DOCUMENT SEGMENT |
━━━━━━━━━━━━━━━━━━━━

A shadow (i.e., a projection) of dynamic objects is not considered when determining the pixels of the image which are associated with static objects through semantic recognition as described above. Generally, semantic recognition does not label a shadow of an object. Therefore, in some embodiments, to determine the content associated with the static objects (i.e., the background) of the scene in the image, the computing device 120 can perform semantic recognition on each frame of image acquired in step 401, and determine the content associated with the dynamic objects (e.g., the vehicle 331 and vehicle 332). Then, the computing device 120 determines the content associated with the shadow (i.e., the projection) of the dynamic objects in the image, and removes the content associated with the shadow of the dynamic objects and the content associated with the dynamic objects from the image to obtain the content associated with the static objects. For example, the computing device 120 may perform semantic recognition on a frame of image to recognize pixels associated with dynamic objects. The computing device 120 can determine where the sun is in the sky when the image is being captured according to the time and geographic position when the image is being captured, and determine the pixels of the image which are associated with the shadow of the dynamic objects according to the above-described representation of the dynamic objects (e.g., the bounding boxes), in conjunction with the pose of the dynamic objects in the frame of point cloud collected at the same time as the image is being captured and the parameters of the camera when the image is being captured. The pixels associated with the dynamic objects and the pixels associated with the shadow of the dynamic objects are filtered out from the image to obtain the final pixels associated with the static objects.

━━━━━━━━━━━━━━━━━━━━

GIVEN EXERCISE |
In the passage on removing shadows from images, what information does the computing device use to determine where the sun is in the sky?

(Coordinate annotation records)
━━━━━━━━━━━━━━━━━━━━

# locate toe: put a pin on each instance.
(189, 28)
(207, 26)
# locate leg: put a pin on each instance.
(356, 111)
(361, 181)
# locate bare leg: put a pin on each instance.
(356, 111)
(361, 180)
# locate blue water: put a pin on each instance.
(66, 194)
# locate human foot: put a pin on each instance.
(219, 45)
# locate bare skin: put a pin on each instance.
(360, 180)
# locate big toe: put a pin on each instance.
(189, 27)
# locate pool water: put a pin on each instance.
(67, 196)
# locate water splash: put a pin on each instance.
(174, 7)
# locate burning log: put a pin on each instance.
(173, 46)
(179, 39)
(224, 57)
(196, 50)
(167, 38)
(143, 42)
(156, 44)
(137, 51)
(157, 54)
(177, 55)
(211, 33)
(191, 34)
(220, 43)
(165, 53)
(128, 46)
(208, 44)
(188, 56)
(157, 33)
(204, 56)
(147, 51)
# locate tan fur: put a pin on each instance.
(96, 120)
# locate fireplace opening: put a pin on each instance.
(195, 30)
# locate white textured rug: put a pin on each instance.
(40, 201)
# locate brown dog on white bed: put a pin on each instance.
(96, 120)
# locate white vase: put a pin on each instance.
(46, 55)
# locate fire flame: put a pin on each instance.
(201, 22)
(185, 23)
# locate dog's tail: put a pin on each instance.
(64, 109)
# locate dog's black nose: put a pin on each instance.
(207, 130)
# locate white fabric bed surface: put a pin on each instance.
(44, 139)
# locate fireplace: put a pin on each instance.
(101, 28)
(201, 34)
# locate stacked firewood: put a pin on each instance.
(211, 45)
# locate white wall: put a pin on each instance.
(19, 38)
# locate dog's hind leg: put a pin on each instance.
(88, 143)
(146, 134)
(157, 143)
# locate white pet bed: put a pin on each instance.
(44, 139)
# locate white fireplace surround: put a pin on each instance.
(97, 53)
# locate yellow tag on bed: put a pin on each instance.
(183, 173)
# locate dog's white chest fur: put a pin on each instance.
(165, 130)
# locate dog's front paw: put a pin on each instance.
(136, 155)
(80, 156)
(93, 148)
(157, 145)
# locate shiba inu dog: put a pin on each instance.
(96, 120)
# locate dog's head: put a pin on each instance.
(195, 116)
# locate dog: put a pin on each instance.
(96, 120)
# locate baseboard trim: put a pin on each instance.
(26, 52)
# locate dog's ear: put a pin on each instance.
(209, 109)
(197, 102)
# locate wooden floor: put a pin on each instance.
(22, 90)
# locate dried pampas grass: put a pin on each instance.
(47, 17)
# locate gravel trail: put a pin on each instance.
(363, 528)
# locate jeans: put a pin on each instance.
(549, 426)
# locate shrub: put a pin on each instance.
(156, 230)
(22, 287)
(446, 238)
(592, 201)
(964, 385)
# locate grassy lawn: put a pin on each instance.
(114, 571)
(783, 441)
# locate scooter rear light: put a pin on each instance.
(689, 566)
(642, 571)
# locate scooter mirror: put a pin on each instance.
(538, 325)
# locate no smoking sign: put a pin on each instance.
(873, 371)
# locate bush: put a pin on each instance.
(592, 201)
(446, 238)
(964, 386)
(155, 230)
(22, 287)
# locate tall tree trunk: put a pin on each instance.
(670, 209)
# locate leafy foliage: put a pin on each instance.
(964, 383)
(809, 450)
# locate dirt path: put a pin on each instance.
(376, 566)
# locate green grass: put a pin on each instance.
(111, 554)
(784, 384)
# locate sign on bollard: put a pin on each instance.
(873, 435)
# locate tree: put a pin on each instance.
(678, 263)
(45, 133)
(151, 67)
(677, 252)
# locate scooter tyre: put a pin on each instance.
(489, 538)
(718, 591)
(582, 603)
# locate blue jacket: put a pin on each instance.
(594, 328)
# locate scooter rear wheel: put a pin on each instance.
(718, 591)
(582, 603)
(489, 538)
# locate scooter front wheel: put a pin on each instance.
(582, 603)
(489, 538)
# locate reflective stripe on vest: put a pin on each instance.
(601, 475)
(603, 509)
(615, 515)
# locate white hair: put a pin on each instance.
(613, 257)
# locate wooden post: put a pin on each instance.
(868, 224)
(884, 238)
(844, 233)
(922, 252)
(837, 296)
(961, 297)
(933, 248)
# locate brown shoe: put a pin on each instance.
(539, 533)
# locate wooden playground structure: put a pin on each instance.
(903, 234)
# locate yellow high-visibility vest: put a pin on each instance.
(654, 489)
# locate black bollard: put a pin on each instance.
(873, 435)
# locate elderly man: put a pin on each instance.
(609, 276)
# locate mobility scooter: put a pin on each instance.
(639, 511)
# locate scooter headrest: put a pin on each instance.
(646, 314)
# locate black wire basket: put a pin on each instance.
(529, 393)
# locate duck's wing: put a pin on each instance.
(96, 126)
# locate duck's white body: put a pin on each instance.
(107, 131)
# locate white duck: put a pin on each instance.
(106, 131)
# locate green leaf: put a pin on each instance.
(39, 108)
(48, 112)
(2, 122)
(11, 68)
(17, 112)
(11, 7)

━━━━━━━━━━━━━━━━━━━━

SOLVED PROBLEM |
The time and geographic position when the image is being captured.